START Source records
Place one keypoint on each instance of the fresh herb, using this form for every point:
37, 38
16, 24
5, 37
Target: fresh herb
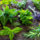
37, 4
8, 31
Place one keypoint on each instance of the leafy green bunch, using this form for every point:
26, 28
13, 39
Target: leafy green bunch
8, 31
25, 16
33, 33
5, 2
37, 4
7, 14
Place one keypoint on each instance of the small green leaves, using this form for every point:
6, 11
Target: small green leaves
33, 33
1, 13
17, 30
8, 31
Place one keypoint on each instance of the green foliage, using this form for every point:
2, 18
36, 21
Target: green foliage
16, 24
25, 16
5, 2
8, 31
8, 14
33, 33
9, 2
21, 4
37, 4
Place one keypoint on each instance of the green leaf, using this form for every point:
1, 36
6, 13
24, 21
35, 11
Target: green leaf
17, 30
END Source records
The answer must be every line from the records above that contains "form".

Answer to this task:
Place one keypoint on each instance of the fresh herb, using this form for every point:
Place one keypoint on each instance of the leafy green bunch, using this form for every point:
Place one keypoint on each instance of the small green leaves, using this form for every point:
Place one keypoint on each instance of the green foliage, using this form for every point:
Place one keypoint on each instance of the green leaf, using this form for every point:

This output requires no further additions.